The parents of 27-year-old Ellen Greenberg, a Philadelphia teacher whose 2011 death was ruled a suicide after she was found with nearly two dozen stab wounds and covered in bruises, appeared in court last week, where a judge told them the city’s suicide declaration was “puzzling.” Greenberg was found in her kitchen with 20 stab wounds and a knife in her chest with a half-made fruit salad on the countertop during a blizzard on Jan.6, 2011.
Her parents, Dr.Josh and Sandee Greenberg, have been entangled in legal battles with the government since their daughter’s death, fighting the determination that it was a suicide. Oral arguments were heard Dec.
11 in a Philadelphia courtroom as part of a 2022 lawsuit the Greenbergs filed that accuses local officials and the medical examiner’s office of covering up their daughter’s death and participating in a “concealed conspiracy for the purpose of disguising Ellen’s homicide as a suicide,” according to legal documents.This was the first time the Greenbergs sat in a courtroom and listened to arguments in their daughter’s case. “I feel like we’re advocating for her,” Sandee said in a statement to Fox News Digital after the hearing.

[TASK STATEMENT] Continue the news article about the court fight over Ellen Greenberg's death, picking up after its final sentence.

[DATA SECTION]
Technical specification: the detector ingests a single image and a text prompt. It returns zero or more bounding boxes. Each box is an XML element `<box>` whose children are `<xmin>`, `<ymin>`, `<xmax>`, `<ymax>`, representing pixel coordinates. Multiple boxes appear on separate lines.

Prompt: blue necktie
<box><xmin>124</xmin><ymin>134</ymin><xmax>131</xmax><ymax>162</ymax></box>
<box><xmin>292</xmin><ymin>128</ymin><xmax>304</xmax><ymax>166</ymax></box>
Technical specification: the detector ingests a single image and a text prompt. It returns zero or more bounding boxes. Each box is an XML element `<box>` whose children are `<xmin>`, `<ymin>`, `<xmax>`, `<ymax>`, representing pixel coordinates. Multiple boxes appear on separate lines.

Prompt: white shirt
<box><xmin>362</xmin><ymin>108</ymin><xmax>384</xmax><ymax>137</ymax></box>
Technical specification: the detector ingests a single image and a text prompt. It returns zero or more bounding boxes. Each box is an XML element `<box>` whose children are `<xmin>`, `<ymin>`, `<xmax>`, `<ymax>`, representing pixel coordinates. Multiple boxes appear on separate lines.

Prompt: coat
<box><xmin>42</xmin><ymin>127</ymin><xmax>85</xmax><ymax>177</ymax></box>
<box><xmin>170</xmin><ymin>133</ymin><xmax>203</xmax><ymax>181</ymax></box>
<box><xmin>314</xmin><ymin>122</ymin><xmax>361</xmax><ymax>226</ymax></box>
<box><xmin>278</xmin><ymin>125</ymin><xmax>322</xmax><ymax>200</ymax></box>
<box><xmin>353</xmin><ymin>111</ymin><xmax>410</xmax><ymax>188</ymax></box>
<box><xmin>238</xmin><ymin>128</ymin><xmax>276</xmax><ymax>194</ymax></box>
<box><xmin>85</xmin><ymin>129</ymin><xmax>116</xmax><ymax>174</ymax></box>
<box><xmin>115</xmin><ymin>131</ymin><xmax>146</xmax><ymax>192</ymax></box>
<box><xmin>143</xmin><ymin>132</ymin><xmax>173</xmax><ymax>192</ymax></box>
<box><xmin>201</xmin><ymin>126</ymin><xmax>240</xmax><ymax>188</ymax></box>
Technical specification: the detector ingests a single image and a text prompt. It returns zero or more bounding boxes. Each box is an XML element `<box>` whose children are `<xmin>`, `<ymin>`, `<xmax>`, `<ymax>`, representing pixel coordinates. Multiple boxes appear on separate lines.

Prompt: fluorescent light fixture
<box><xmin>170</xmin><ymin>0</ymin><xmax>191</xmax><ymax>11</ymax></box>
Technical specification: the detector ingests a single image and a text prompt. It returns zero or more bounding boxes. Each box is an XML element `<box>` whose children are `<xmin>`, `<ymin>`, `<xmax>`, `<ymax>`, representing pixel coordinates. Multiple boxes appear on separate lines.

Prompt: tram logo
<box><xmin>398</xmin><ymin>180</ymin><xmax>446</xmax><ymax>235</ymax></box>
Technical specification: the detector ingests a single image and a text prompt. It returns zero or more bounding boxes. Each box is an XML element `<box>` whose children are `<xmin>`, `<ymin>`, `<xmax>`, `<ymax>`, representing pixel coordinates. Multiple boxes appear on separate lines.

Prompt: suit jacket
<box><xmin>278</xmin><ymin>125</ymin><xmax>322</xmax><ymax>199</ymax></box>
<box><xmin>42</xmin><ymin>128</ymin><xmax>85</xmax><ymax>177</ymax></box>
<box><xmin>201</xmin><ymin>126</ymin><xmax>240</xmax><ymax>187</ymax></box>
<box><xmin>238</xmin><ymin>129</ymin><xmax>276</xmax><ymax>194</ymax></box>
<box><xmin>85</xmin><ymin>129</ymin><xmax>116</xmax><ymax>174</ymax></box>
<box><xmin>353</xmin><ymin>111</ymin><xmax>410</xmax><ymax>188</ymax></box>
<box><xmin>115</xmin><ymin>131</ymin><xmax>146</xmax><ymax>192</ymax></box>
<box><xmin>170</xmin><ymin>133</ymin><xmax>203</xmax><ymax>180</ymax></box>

[ANSWER SPACE]
“We are getting closer to justice for Ellen.We are very determined and not giving up.”At the time of her death, Greenberg had sent out save-the-date notices for her wedding with Sam Goldberg, who said he returned home from a gym, broke down the door, and found his fiancée’s body in their shared apartment in Manayunk, a quiet neighborhood in Philadelphia. In the hour before Goldberg called 911, he sent Greenberg a series of calls, emails, and eerie text messages, according to court records. Between 5:32 p.m.
and 5:54 pm, Goldberg’s last nine texts to Greenberg included the following: “Hello,” “open the door,” “what r u doin,” “im getting pissed,” “hello,” “you better have an excuse,” “what the f***,” “ahhh,” and “u have no ...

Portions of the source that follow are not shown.